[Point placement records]
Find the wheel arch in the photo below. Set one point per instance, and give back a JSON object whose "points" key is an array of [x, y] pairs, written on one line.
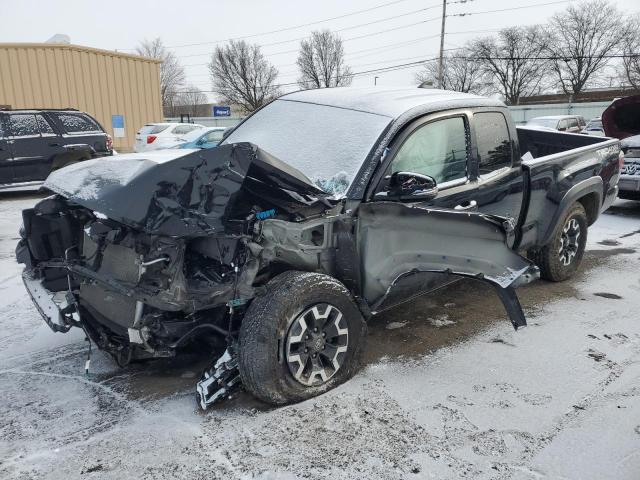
{"points": [[587, 192]]}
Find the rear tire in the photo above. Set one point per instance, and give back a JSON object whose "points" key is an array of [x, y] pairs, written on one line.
{"points": [[627, 195], [304, 336], [560, 259]]}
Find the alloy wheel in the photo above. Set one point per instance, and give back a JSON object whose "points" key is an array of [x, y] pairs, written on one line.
{"points": [[569, 242], [317, 344]]}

**Short problem:**
Write out all the entries above again in full, text and answers alike, offsetting every x and y coordinate in the answers by 70. Leave the pictures out.

**Worked answer:**
Find the wheel arch in the photo below. Set one point per instance, and give back a JSON object whose "points" key is an array of [x, y] pairs, written on one line.
{"points": [[657, 262]]}
Find the rear tire in the photo above. Set one point per instance, and give back a JSON object whose "points" key is an array of [x, y] pairs, written on one line.
{"points": [[697, 265], [374, 406], [630, 329]]}
Find the alloy wheel in the photo above. Set one point per instance, and give back a JSON object whose "points" key is an array of [x, y] pairs, written on one line.
{"points": [[639, 312], [387, 414]]}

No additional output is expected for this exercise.